*** MATERIAL FOR THIS EXERCISE

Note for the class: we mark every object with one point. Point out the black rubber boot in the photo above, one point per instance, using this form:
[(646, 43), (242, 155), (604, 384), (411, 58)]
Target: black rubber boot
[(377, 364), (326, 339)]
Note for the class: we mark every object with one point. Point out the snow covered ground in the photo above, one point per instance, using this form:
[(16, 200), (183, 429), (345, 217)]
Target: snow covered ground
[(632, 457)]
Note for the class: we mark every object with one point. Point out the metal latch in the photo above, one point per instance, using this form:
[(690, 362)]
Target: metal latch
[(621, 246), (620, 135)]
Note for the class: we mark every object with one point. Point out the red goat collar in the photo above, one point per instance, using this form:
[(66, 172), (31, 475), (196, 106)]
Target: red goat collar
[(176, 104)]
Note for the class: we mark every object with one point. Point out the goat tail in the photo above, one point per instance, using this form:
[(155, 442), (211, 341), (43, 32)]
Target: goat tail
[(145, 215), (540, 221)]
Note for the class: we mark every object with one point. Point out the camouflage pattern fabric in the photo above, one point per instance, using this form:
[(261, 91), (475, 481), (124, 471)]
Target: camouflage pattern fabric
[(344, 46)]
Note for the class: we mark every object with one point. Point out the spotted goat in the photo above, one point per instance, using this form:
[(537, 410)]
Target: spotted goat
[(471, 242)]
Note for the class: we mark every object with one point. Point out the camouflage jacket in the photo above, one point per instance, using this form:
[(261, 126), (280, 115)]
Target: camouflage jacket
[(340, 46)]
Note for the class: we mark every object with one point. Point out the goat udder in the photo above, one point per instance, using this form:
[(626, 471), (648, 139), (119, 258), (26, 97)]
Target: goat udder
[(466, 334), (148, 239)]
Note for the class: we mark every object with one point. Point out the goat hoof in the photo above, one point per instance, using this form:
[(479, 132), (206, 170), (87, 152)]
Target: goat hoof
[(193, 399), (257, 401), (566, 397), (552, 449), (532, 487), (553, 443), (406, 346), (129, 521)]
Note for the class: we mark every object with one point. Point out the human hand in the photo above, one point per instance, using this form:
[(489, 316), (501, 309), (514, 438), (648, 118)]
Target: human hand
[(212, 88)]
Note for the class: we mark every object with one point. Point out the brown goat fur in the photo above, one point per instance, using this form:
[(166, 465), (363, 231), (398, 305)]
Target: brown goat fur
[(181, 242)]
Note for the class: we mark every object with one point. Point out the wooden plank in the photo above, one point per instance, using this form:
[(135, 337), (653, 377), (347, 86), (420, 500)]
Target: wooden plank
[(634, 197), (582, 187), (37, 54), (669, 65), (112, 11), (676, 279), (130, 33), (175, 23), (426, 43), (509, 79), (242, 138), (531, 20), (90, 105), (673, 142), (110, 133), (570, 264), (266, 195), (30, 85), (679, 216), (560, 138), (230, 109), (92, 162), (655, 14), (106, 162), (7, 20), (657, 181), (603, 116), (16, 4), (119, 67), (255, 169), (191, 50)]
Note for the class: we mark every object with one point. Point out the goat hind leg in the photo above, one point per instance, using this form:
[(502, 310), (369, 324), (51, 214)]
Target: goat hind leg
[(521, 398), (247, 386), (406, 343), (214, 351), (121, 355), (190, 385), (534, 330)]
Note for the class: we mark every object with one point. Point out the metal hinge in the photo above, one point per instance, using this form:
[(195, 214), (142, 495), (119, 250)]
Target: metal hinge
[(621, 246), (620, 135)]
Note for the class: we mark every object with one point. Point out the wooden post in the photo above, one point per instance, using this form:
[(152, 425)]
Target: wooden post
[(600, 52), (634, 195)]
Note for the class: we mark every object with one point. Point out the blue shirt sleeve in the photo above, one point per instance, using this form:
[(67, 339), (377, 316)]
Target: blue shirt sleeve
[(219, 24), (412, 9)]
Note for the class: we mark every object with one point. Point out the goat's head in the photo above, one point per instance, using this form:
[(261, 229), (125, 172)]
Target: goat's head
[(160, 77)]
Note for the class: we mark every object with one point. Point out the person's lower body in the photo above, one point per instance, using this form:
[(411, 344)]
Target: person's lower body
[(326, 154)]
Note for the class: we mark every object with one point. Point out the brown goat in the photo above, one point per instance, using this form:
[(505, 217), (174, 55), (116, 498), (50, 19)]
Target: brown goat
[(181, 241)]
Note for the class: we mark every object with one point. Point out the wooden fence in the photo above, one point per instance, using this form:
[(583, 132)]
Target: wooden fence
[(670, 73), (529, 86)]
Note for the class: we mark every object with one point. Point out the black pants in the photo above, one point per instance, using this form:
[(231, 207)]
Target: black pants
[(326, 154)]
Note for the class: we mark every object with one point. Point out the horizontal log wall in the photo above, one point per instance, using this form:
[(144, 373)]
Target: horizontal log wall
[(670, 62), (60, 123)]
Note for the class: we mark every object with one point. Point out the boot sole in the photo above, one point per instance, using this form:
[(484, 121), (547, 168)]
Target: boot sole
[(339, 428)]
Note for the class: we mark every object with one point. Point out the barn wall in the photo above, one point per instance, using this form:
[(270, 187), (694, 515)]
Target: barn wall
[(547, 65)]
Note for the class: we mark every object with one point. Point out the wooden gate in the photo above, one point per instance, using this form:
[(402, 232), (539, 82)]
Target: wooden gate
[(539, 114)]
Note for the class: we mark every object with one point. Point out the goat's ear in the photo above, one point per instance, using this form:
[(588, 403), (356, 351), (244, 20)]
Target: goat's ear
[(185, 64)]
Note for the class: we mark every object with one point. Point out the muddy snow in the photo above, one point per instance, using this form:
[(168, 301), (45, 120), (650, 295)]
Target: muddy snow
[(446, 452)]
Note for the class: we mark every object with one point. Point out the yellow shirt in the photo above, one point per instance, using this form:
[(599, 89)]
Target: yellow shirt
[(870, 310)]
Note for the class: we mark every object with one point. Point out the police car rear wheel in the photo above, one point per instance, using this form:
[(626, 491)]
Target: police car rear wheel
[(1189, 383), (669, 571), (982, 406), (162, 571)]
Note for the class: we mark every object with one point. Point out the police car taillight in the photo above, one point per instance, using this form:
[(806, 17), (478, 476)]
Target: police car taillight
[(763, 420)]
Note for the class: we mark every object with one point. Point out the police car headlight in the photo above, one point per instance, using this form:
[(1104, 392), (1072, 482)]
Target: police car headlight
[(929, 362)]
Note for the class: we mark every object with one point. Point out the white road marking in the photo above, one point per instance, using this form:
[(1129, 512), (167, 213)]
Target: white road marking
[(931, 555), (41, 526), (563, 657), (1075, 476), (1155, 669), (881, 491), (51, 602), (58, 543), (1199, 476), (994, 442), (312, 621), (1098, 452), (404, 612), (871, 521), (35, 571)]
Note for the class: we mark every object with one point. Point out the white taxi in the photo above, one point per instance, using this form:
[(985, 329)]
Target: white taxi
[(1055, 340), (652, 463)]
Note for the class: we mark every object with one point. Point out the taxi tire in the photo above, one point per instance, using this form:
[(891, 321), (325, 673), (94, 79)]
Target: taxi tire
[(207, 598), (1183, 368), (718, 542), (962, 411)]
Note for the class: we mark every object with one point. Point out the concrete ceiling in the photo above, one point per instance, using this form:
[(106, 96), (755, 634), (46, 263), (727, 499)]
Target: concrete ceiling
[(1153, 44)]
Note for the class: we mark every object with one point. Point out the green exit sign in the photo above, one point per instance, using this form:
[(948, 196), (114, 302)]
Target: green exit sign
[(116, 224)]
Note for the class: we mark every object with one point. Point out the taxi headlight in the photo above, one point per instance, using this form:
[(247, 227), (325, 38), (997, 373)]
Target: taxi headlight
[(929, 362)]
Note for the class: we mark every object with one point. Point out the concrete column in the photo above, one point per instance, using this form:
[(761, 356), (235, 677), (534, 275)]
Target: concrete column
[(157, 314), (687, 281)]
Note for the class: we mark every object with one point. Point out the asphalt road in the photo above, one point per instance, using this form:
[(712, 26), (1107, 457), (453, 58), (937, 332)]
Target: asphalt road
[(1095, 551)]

******

### ASSIGNMENT
Print again the lines of the entries above that fall between the line holding "Target: goat hind leg" and the line holding "the metal hinge", inclusive, exactly as they stand.

### WRITTEN SOLUTION
Target: goat hind leg
[(521, 398), (247, 386), (406, 343), (214, 351), (121, 355), (190, 385), (534, 330)]
Note for the class: we mark every object with one point. Point out the metal hinge in the photo above, one point per instance, using this form:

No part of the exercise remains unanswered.